Set task 1
Edit the Renaissance fair passage by writing it out starting at "On a sunny October" and ending at "rose. Wouldn’t you?", with "rose" swapped for "tulip".

Given passage
==*==
On a sunny October Sunday in the middle of Pennsylvania, a strange woman just hit on me and is flicking her tongue on my left earlobe. Her cohort later hops up on me with her legs wrapped around my torso, as I carry her around.
Meanwhile, my wife is watching all of this and laughing her head off.
I endure all of these women’s lusty overperformance – in reaction to which I have chosen boastful improv comedy rather than prudish revulsion – in order to win my wife a rose. Wouldn’t you?
That was when I felt like Keanu Reeves in those omnipresent promos for the movie John Wick: “People keep asking me if I’m back. Yeah, I’m thinking I’m back.”
So I was back, back at a place where I thought I’d likely never return. The Renaissance Fair!
After at least 15 years of not attending one, I went to two separate fairs in consecutive weeks. First the Pennsylvania Renaissance Faire, and then the Connecticut counterpart.
If you’re gonna go back, go all the way, right?
So much is different about going to the renfair at age 17 versus age 34, and attending in 1997 versus the Ren Fair in 2014.
For one, as an adult, I can drink, drink and drink.

I remembered only non-alcoholic beer being served in ’97 or ’99. That’s probably because no one I went with was drinking. Fair enough.

However, I didn’t drive when attending the Pennsylvania Renaissance Faire in 2014 with my wife, brother-in-law and his girlfriend. So I walked in with the goal of drinking my face off. That didn’t happen, but I kept my keepsake beer glass full of ale for most of the day.
The Pennsylvania fair sits on the grounds of an estate and winery, so why not get drunk? From 1999 to 2014, we’ve also gone from microbrews to craft beers, and this renfair was no different. They slung the hometown beer from Swashbuckler Brewing Co. with a pirate-themed gastropub on the premises.
Yep, craft beers and a gastropub right there in Pennsyltucky, as they call the country in my home state that exists between Pittsburgh and Philadelphia.
==*==
Set task 2
Copy word for word the lines of the records starting at the line that contains "of the red-leaved" and ending at the line that contains "67 50 L 67 51", leaving the pictures out of your answer.

Material provided
==*==
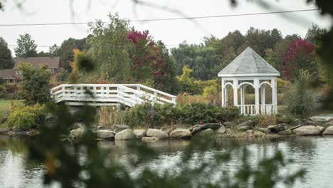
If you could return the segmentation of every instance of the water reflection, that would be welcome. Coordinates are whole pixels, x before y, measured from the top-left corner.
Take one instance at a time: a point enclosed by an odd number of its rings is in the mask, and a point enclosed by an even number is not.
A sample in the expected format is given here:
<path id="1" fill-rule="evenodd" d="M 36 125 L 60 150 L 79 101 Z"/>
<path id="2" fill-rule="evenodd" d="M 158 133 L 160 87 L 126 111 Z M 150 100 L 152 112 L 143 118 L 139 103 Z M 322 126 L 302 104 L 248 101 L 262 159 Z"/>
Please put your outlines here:
<path id="1" fill-rule="evenodd" d="M 138 141 L 139 142 L 139 141 Z M 27 160 L 27 145 L 33 144 L 31 137 L 10 137 L 0 136 L 0 187 L 44 187 L 42 174 L 43 164 Z M 128 142 L 99 141 L 97 147 L 105 152 L 110 152 L 113 162 L 128 165 L 129 160 L 137 157 L 137 153 L 129 149 Z M 168 171 L 179 172 L 177 167 L 180 157 L 189 145 L 188 140 L 164 140 L 148 142 L 158 155 L 143 164 L 142 167 L 132 169 L 135 176 L 144 167 L 162 174 Z M 232 160 L 226 164 L 213 167 L 216 173 L 207 174 L 203 181 L 216 181 L 222 170 L 229 174 L 240 167 L 242 147 L 249 150 L 248 159 L 251 165 L 255 165 L 263 157 L 272 156 L 277 150 L 280 150 L 285 157 L 295 160 L 295 163 L 285 169 L 285 172 L 295 172 L 300 168 L 307 171 L 304 182 L 297 182 L 296 187 L 333 187 L 333 137 L 292 137 L 265 139 L 218 139 L 213 145 L 206 145 L 203 150 L 196 149 L 188 164 L 199 165 L 201 162 L 214 160 L 216 154 L 230 152 Z M 52 187 L 57 187 L 53 184 Z"/>

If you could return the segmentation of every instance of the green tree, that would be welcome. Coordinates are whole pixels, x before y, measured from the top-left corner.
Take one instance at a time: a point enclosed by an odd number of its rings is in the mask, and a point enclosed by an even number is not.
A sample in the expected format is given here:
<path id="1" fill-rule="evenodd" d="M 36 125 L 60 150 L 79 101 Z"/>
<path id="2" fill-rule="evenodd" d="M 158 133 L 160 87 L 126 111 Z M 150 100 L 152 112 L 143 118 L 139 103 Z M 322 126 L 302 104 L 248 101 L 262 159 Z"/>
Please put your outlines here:
<path id="1" fill-rule="evenodd" d="M 12 68 L 14 66 L 11 51 L 8 48 L 6 41 L 0 37 L 0 70 Z"/>
<path id="2" fill-rule="evenodd" d="M 29 63 L 21 63 L 18 68 L 22 75 L 20 94 L 24 103 L 34 105 L 50 101 L 50 73 L 47 66 L 34 68 Z"/>
<path id="3" fill-rule="evenodd" d="M 265 60 L 275 68 L 278 70 L 280 69 L 279 63 L 276 58 L 276 53 L 272 48 L 265 49 Z"/>
<path id="4" fill-rule="evenodd" d="M 100 75 L 117 83 L 126 82 L 132 79 L 128 53 L 132 43 L 127 36 L 129 21 L 120 19 L 117 14 L 109 14 L 109 19 L 107 26 L 100 21 L 90 24 L 92 34 L 88 40 L 91 46 L 89 54 L 95 60 Z"/>
<path id="5" fill-rule="evenodd" d="M 89 45 L 86 41 L 87 38 L 82 39 L 70 38 L 65 40 L 61 43 L 59 49 L 57 50 L 56 48 L 53 48 L 54 46 L 51 47 L 52 48 L 51 48 L 49 49 L 49 53 L 54 55 L 53 56 L 60 56 L 60 66 L 67 70 L 70 70 L 71 68 L 69 65 L 69 62 L 73 62 L 74 61 L 73 50 L 77 48 L 80 51 L 88 51 L 89 49 Z"/>
<path id="6" fill-rule="evenodd" d="M 307 41 L 310 42 L 315 46 L 317 46 L 319 41 L 322 39 L 322 36 L 327 33 L 327 30 L 326 28 L 319 28 L 318 25 L 312 24 L 311 28 L 307 29 L 305 38 Z"/>
<path id="7" fill-rule="evenodd" d="M 216 50 L 204 45 L 188 45 L 186 42 L 178 48 L 171 49 L 177 74 L 181 74 L 184 66 L 193 70 L 192 76 L 197 80 L 209 80 L 217 76 L 215 66 L 218 63 Z"/>
<path id="8" fill-rule="evenodd" d="M 28 33 L 20 35 L 17 39 L 17 46 L 14 48 L 16 57 L 36 57 L 38 56 L 36 50 L 37 45 L 31 38 L 31 36 Z"/>
<path id="9" fill-rule="evenodd" d="M 161 41 L 157 41 L 157 55 L 154 67 L 154 85 L 157 90 L 175 94 L 179 91 L 176 80 L 176 68 L 171 61 L 168 49 Z"/>

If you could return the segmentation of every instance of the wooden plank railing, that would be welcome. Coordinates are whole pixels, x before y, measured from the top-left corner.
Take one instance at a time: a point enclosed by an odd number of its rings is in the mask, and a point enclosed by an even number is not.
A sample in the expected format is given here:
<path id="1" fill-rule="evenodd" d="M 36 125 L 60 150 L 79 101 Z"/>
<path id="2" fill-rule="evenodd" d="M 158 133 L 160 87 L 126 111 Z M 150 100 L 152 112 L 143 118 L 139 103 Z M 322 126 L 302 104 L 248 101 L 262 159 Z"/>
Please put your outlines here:
<path id="1" fill-rule="evenodd" d="M 176 96 L 140 84 L 62 84 L 51 89 L 56 103 L 92 102 L 134 106 L 142 103 L 176 105 Z"/>
<path id="2" fill-rule="evenodd" d="M 240 110 L 240 114 L 256 115 L 255 105 L 237 105 Z M 259 105 L 258 114 L 273 114 L 274 108 L 272 104 Z"/>

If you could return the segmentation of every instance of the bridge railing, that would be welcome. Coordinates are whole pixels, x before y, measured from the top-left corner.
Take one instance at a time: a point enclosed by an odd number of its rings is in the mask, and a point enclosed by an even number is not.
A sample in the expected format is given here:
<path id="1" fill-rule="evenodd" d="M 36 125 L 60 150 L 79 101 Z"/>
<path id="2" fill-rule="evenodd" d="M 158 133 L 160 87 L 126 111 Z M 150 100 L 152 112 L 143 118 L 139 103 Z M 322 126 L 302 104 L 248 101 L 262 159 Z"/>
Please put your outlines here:
<path id="1" fill-rule="evenodd" d="M 51 89 L 61 101 L 117 103 L 133 106 L 145 102 L 176 104 L 176 96 L 140 84 L 62 84 Z"/>

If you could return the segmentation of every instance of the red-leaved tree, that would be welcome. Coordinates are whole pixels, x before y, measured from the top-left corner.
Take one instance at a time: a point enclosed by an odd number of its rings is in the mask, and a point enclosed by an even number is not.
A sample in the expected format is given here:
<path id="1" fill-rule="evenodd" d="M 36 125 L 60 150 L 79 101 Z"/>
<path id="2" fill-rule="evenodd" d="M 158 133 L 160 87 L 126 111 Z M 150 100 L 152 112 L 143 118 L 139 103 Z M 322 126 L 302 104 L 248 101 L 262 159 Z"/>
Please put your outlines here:
<path id="1" fill-rule="evenodd" d="M 310 73 L 317 71 L 314 49 L 312 44 L 302 38 L 295 41 L 289 46 L 285 57 L 285 80 L 292 80 L 300 69 L 307 70 Z"/>

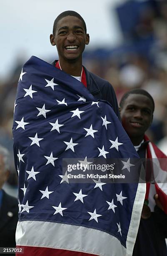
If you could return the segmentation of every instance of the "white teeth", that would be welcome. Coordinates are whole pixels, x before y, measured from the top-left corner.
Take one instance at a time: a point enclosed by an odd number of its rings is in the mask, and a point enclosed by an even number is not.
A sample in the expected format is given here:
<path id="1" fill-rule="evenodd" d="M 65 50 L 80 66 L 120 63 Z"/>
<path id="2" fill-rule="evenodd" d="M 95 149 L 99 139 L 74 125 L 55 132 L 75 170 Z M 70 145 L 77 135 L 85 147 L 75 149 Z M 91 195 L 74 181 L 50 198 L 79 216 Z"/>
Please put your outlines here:
<path id="1" fill-rule="evenodd" d="M 78 48 L 78 46 L 77 45 L 69 45 L 65 47 L 67 50 L 69 49 L 74 49 L 76 50 Z"/>
<path id="2" fill-rule="evenodd" d="M 67 50 L 67 51 L 75 51 L 75 50 L 77 50 L 77 48 L 73 48 L 72 49 L 67 49 L 66 50 Z"/>

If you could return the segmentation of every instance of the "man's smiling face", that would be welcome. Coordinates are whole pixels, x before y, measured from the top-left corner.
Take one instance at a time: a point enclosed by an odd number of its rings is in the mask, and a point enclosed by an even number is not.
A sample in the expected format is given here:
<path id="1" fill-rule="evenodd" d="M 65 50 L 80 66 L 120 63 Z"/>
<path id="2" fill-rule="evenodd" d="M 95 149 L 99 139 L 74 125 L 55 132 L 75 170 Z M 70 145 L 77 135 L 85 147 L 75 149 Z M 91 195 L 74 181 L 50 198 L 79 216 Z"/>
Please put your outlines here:
<path id="1" fill-rule="evenodd" d="M 142 94 L 130 94 L 120 110 L 122 125 L 130 138 L 142 139 L 153 118 L 152 101 Z"/>
<path id="2" fill-rule="evenodd" d="M 51 36 L 52 45 L 56 45 L 59 59 L 80 59 L 89 36 L 86 34 L 82 21 L 74 16 L 67 16 L 60 20 L 54 35 Z"/>

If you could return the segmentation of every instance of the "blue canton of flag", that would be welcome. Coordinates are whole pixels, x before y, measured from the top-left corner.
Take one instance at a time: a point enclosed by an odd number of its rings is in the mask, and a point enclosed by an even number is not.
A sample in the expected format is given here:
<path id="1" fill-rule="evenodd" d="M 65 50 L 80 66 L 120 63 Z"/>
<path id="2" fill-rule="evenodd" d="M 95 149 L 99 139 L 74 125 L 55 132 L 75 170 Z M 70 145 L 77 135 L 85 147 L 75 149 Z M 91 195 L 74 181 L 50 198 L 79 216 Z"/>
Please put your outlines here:
<path id="1" fill-rule="evenodd" d="M 22 69 L 15 108 L 17 246 L 52 248 L 56 255 L 132 255 L 143 184 L 63 182 L 62 158 L 138 157 L 110 104 L 32 56 Z"/>

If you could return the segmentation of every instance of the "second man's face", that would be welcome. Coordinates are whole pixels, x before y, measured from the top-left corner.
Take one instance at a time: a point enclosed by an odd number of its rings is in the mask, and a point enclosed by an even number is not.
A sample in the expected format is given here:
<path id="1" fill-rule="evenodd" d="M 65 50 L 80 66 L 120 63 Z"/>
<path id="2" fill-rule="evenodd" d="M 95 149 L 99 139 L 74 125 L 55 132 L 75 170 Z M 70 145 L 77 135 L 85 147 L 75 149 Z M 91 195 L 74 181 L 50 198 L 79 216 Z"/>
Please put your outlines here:
<path id="1" fill-rule="evenodd" d="M 120 115 L 122 125 L 130 138 L 142 137 L 152 123 L 152 102 L 144 95 L 130 94 L 121 109 Z"/>
<path id="2" fill-rule="evenodd" d="M 61 59 L 74 60 L 82 58 L 85 44 L 89 42 L 89 35 L 85 33 L 82 22 L 73 16 L 67 16 L 59 20 L 53 37 L 52 42 L 56 45 L 60 63 Z"/>

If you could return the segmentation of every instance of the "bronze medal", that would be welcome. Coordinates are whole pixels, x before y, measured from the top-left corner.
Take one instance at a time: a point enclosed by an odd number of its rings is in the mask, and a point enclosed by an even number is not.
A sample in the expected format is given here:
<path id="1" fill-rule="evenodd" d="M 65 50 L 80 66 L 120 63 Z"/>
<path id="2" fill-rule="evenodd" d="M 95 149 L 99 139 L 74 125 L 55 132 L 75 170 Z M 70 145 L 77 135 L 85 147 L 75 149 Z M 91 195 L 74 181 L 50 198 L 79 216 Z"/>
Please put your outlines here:
<path id="1" fill-rule="evenodd" d="M 151 215 L 151 210 L 148 205 L 144 204 L 142 211 L 141 218 L 144 220 L 147 220 L 150 217 Z"/>

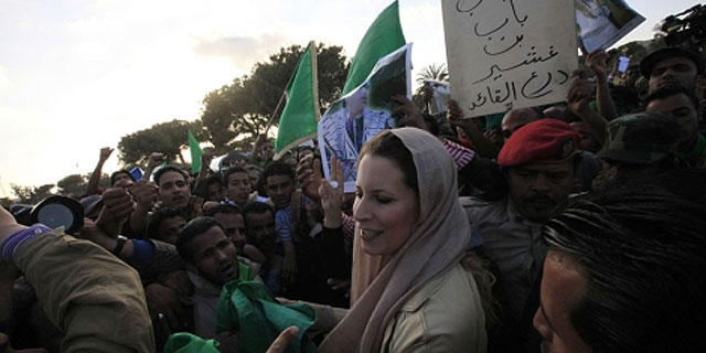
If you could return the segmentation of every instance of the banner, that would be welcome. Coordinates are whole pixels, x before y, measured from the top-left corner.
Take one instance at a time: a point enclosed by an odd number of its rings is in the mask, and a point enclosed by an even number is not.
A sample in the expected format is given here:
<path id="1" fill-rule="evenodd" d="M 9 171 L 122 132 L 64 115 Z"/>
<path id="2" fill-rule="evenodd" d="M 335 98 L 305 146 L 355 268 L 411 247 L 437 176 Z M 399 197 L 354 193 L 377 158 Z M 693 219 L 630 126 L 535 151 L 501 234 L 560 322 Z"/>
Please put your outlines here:
<path id="1" fill-rule="evenodd" d="M 467 117 L 561 101 L 578 67 L 566 0 L 443 0 L 451 97 Z"/>
<path id="2" fill-rule="evenodd" d="M 310 42 L 297 69 L 289 79 L 285 95 L 287 105 L 279 118 L 275 159 L 317 136 L 319 113 L 319 82 L 317 79 L 317 45 Z"/>
<path id="3" fill-rule="evenodd" d="M 392 96 L 411 99 L 411 44 L 381 58 L 367 79 L 334 101 L 319 122 L 319 149 L 327 179 L 329 159 L 343 164 L 344 191 L 355 191 L 357 154 L 377 132 L 394 127 Z"/>
<path id="4" fill-rule="evenodd" d="M 201 156 L 203 150 L 199 146 L 199 141 L 191 133 L 189 129 L 189 151 L 191 152 L 191 171 L 195 174 L 201 170 Z"/>
<path id="5" fill-rule="evenodd" d="M 607 50 L 628 35 L 644 18 L 622 0 L 576 0 L 579 46 L 586 53 Z"/>
<path id="6" fill-rule="evenodd" d="M 346 95 L 360 86 L 381 57 L 405 45 L 405 35 L 399 25 L 399 4 L 394 1 L 381 12 L 367 29 L 355 51 L 349 75 L 343 86 Z"/>

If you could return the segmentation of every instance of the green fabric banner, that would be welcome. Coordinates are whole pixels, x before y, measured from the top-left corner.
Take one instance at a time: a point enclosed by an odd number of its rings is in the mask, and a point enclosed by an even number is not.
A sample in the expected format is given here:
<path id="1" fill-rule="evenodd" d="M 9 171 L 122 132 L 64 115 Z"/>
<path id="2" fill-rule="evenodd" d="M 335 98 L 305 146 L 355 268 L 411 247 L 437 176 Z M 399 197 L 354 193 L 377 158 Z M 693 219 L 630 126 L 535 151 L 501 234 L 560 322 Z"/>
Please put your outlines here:
<path id="1" fill-rule="evenodd" d="M 306 334 L 317 313 L 306 303 L 280 304 L 260 281 L 233 280 L 221 291 L 216 309 L 216 331 L 238 333 L 240 352 L 265 352 L 287 328 L 299 328 L 288 353 L 314 353 L 317 346 Z"/>
<path id="2" fill-rule="evenodd" d="M 289 149 L 317 136 L 319 111 L 319 82 L 317 79 L 317 45 L 310 42 L 299 58 L 297 71 L 286 90 L 287 105 L 279 118 L 275 159 Z"/>
<path id="3" fill-rule="evenodd" d="M 191 129 L 189 129 L 189 150 L 191 151 L 191 171 L 195 174 L 201 170 L 201 156 L 203 154 L 203 150 L 201 146 L 199 146 L 199 141 L 191 133 Z"/>
<path id="4" fill-rule="evenodd" d="M 399 6 L 395 0 L 377 15 L 357 45 L 341 95 L 345 96 L 360 86 L 381 57 L 398 50 L 405 43 L 405 35 L 399 24 Z"/>

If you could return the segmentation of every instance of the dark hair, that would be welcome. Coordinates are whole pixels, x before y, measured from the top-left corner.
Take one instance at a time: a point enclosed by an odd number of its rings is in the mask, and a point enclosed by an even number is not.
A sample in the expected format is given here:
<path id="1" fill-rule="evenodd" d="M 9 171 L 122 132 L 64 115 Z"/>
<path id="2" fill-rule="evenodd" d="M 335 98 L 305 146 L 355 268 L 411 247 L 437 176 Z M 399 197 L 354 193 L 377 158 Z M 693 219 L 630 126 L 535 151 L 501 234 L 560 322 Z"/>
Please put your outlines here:
<path id="1" fill-rule="evenodd" d="M 419 185 L 417 182 L 417 168 L 411 157 L 411 152 L 407 149 L 402 140 L 389 130 L 383 131 L 375 136 L 372 140 L 363 145 L 361 153 L 357 158 L 359 164 L 366 154 L 377 156 L 394 161 L 405 179 L 405 184 L 419 194 Z"/>
<path id="2" fill-rule="evenodd" d="M 247 171 L 245 170 L 245 168 L 243 167 L 233 167 L 233 168 L 228 168 L 226 169 L 225 173 L 223 173 L 223 185 L 228 188 L 228 183 L 231 182 L 228 179 L 231 178 L 231 174 L 233 173 L 245 173 L 246 175 L 249 175 L 247 173 Z M 248 176 L 248 182 L 250 181 L 249 176 Z"/>
<path id="3" fill-rule="evenodd" d="M 250 213 L 256 213 L 256 214 L 260 214 L 260 213 L 266 213 L 269 212 L 272 214 L 272 217 L 275 216 L 275 208 L 272 208 L 270 205 L 264 203 L 264 202 L 257 202 L 257 201 L 253 201 L 253 202 L 248 202 L 245 207 L 243 207 L 243 218 L 245 220 L 245 226 L 247 226 L 247 215 Z"/>
<path id="4" fill-rule="evenodd" d="M 267 185 L 267 178 L 275 175 L 285 175 L 289 176 L 292 181 L 297 180 L 297 178 L 295 176 L 295 171 L 291 169 L 291 167 L 282 161 L 272 161 L 271 163 L 269 163 L 265 168 L 265 171 L 263 171 L 263 175 L 260 175 L 260 179 L 265 182 L 265 185 Z"/>
<path id="5" fill-rule="evenodd" d="M 589 194 L 546 223 L 588 286 L 569 313 L 595 352 L 706 351 L 706 170 Z"/>
<path id="6" fill-rule="evenodd" d="M 182 217 L 184 218 L 184 221 L 189 220 L 184 212 L 180 210 L 169 206 L 157 208 L 157 211 L 154 211 L 149 222 L 147 223 L 147 237 L 156 239 L 157 235 L 159 234 L 159 225 L 162 223 L 162 221 L 173 217 Z"/>
<path id="7" fill-rule="evenodd" d="M 652 103 L 653 100 L 666 99 L 675 95 L 685 95 L 686 97 L 688 97 L 688 100 L 694 105 L 694 109 L 698 110 L 699 103 L 696 95 L 694 95 L 694 92 L 688 90 L 678 85 L 660 87 L 653 93 L 651 93 L 646 98 L 644 98 L 644 108 L 646 109 L 648 105 L 650 105 L 650 103 Z"/>
<path id="8" fill-rule="evenodd" d="M 238 206 L 236 206 L 236 205 L 234 205 L 232 203 L 222 202 L 217 206 L 208 208 L 208 211 L 206 213 L 204 213 L 203 215 L 204 216 L 208 216 L 208 217 L 213 217 L 218 213 L 240 214 L 240 208 L 238 208 Z"/>
<path id="9" fill-rule="evenodd" d="M 115 172 L 113 172 L 113 174 L 110 174 L 110 186 L 115 185 L 115 180 L 120 174 L 127 174 L 130 178 L 130 180 L 135 181 L 135 176 L 132 176 L 132 174 L 130 174 L 129 171 L 127 171 L 125 169 L 121 169 L 121 170 L 115 171 Z"/>
<path id="10" fill-rule="evenodd" d="M 186 223 L 176 235 L 176 253 L 184 261 L 193 264 L 194 252 L 189 243 L 196 236 L 206 233 L 213 227 L 220 227 L 225 233 L 225 227 L 214 217 L 196 217 Z"/>
<path id="11" fill-rule="evenodd" d="M 213 174 L 206 178 L 206 186 L 211 186 L 213 184 L 218 184 L 220 186 L 223 186 L 223 180 L 221 180 L 221 176 L 218 176 L 217 174 Z"/>
<path id="12" fill-rule="evenodd" d="M 167 165 L 167 167 L 162 167 L 159 170 L 157 170 L 154 172 L 154 183 L 157 183 L 157 185 L 159 186 L 159 181 L 160 179 L 162 179 L 162 175 L 164 175 L 164 173 L 167 172 L 176 172 L 179 174 L 181 174 L 181 176 L 184 178 L 184 181 L 189 181 L 189 174 L 186 174 L 186 172 L 184 172 L 183 170 L 173 167 L 173 165 Z"/>

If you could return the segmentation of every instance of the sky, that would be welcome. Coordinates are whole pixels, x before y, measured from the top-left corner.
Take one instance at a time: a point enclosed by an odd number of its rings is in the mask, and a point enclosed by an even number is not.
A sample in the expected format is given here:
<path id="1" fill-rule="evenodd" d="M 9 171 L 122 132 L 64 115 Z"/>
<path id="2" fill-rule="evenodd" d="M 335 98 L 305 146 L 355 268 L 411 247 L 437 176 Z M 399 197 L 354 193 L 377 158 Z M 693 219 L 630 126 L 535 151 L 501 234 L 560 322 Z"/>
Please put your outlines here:
<path id="1" fill-rule="evenodd" d="M 618 45 L 651 39 L 660 20 L 697 3 L 628 2 L 646 20 Z M 0 0 L 0 197 L 14 197 L 10 184 L 90 172 L 101 147 L 116 148 L 103 171 L 118 170 L 122 136 L 197 119 L 208 92 L 282 46 L 314 40 L 353 56 L 389 3 Z M 399 12 L 413 77 L 445 63 L 440 1 L 399 0 Z"/>

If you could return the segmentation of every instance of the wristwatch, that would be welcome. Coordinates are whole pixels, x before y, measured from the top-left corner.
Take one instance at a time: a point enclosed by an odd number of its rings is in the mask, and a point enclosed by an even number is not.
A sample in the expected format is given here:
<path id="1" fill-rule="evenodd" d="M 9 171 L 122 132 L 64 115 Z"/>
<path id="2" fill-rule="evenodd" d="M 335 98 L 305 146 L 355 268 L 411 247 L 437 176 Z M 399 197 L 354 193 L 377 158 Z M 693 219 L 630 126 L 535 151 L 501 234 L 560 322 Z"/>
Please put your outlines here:
<path id="1" fill-rule="evenodd" d="M 118 235 L 118 243 L 115 244 L 115 248 L 113 249 L 113 255 L 115 256 L 120 256 L 120 252 L 122 252 L 122 247 L 125 247 L 125 242 L 127 242 L 128 238 L 122 236 L 122 235 Z"/>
==*==
Exercise solution 1
On a sunny October Sunday in the middle of Pennsylvania, a strange woman just hit on me and is flicking her tongue on my left earlobe. Her cohort later hops up on me with her legs wrapped around my torso, as I carry her around.
Meanwhile, my wife is watching all of this and laughing her head off.
I endure all of these women’s lusty overperformance – in reaction to which I have chosen boastful improv comedy rather than prudish revulsion – in order to win my wife a tulip. Wouldn’t you?

Exercise solution 2
If you could return the segmentation of every instance of the red-leaved tree, that would be welcome. Coordinates are whole pixels, x before y, measured from the top-left corner.
Take one instance at a time: a point enclosed by an odd number of its rings is in the mask, and a point enclosed by an even number is not.
A sample in the expected format is given here:
<path id="1" fill-rule="evenodd" d="M 36 125 L 60 150 L 79 101 Z"/>
<path id="2" fill-rule="evenodd" d="M 158 133 L 160 87 L 126 111 Z M 150 100 L 152 112 L 143 118 L 139 103 Z M 322 126 L 302 104 L 248 101 L 262 159 Z"/>
Please put your outlines here:
<path id="1" fill-rule="evenodd" d="M 310 73 L 317 71 L 314 49 L 312 44 L 302 38 L 295 41 L 289 46 L 285 57 L 285 80 L 292 80 L 300 69 L 307 70 Z"/>

If you could return the segmentation of every instance of the "white teeth", that would be welcome. Coordinates are whole pixels, x before y, measured from the top-left corner.
Take one instance at a time: a point enclosed by an odd number of its rings is in the mask, and a point enclosed by an even number is not.
A sample in the expected format is given here:
<path id="1" fill-rule="evenodd" d="M 65 50 L 80 66 L 120 63 Z"/>
<path id="2" fill-rule="evenodd" d="M 95 149 L 99 139 L 74 125 L 55 132 L 75 170 Z M 70 145 L 77 135 L 85 147 L 75 149 Z M 91 195 L 74 181 L 50 198 L 79 216 Z"/>
Please put your outlines here:
<path id="1" fill-rule="evenodd" d="M 78 48 L 78 46 L 77 45 L 69 45 L 65 47 L 67 50 L 69 49 L 74 49 L 76 50 Z"/>
<path id="2" fill-rule="evenodd" d="M 67 50 L 67 51 L 75 51 L 75 50 L 77 50 L 77 48 L 73 48 L 72 49 L 67 49 L 66 50 Z"/>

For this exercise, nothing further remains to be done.